アベノミクスは大失敗。それでも安倍氏「唯一のレガシー」サハリン権益を日本が守れた理由

2023.01.23
 

重要なことは、この経済協力が、日本が一方的に提案したものではなく、ロシアと十分に内容を擦り合わせたものだったことだ。その証拠は、私がかつて大学の業務でサハリン州の国立総合大学を訪問した際に目にした、サハリン州政府の「発展計画2025」という長期経済発展計画である。

「発展戦略2025」は、2025年までにサハリン州で「州内総生産を3倍以上、貿易高を6倍以上」という目標を掲げたものだ。その主な課題は、

  1. インフラの未整備状態の解消による社会産業基盤の近代化、
  2. 生産部門の技術革新と近代化、
  3. 天然資源の高度加工による新しい産業の振興、
  4. 近代的な市場経済サービス発展と品質重視のサービスの普及、
  5. 所有権保護、市場競争性の強化、投資リスクや企業リスクの低減、行政的障壁の低下、行政サービスの向上、
  6. 教育、保健医療、文化、体育スポーツ、住宅など快適な生活環境形成の社会インフラの改善、
  7. 高度な労働力への需要に対する職業教育、
  8. 社会福祉サービスの充実と高度医療センターの設立、
  9. 確かな住宅市場の形成、住宅投資の拡大、

の9つであった。

この内容が、日露間の経済協力に酷似していたことから、経済協力は、ロシア側の要望に日本が応えたものであることがわかるのだ。

さらにいえば、日本の経済協力は、「ロシア経済は資源輸出への依存度が高く、資源価格の変化に対して脆弱性が高い」というロシア経済の弱点を補うことにも資するものだったことも重要だ。

資源に頼らない産業の多角化は、ロシアにとって最重要課題である。現状、冬季になると豪雪等で、極端に稼働率が落ちてしまうという問題がある。筆者がフィールドワークしたサハリン州には、ほとんど製造業がない。ただし、終戦までの日本統治時代には、製紙工場などが稼働していた。日本の製造業の技術や、工場運営のノウハウがあれば、冬季でも生産性を落とさず、工場を稼働することができるだろう。ロシアには、「日本企業との深い付き合いは、ロシアの製造業大国への近道だ」との強い期待がある。安倍首相は、この期待に応えていたのである。

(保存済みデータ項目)
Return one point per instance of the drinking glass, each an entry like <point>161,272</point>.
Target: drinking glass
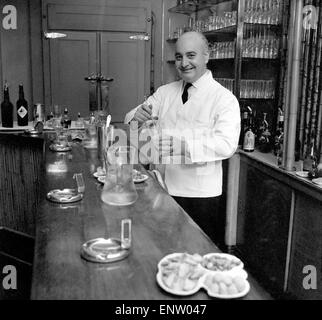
<point>119,187</point>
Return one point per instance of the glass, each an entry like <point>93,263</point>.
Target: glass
<point>119,188</point>
<point>90,141</point>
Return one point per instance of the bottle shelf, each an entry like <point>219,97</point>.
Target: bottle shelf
<point>191,6</point>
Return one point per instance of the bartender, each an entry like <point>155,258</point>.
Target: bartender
<point>200,121</point>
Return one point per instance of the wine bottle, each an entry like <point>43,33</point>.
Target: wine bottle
<point>6,108</point>
<point>22,108</point>
<point>66,120</point>
<point>249,138</point>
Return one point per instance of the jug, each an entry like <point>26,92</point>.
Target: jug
<point>119,187</point>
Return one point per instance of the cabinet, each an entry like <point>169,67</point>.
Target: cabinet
<point>246,39</point>
<point>106,37</point>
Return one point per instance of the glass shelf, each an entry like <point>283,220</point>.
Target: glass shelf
<point>192,6</point>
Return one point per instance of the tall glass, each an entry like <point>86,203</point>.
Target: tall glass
<point>119,188</point>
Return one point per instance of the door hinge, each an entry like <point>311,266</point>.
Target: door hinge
<point>141,37</point>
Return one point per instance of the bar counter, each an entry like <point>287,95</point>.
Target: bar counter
<point>159,227</point>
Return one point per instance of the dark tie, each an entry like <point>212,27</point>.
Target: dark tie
<point>185,93</point>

### 課題
本文によると、サハリン州政府の長期経済発展計画が2025年までに掲げた貿易高の目標は何倍以上ですか。

### 解答
6倍以上です。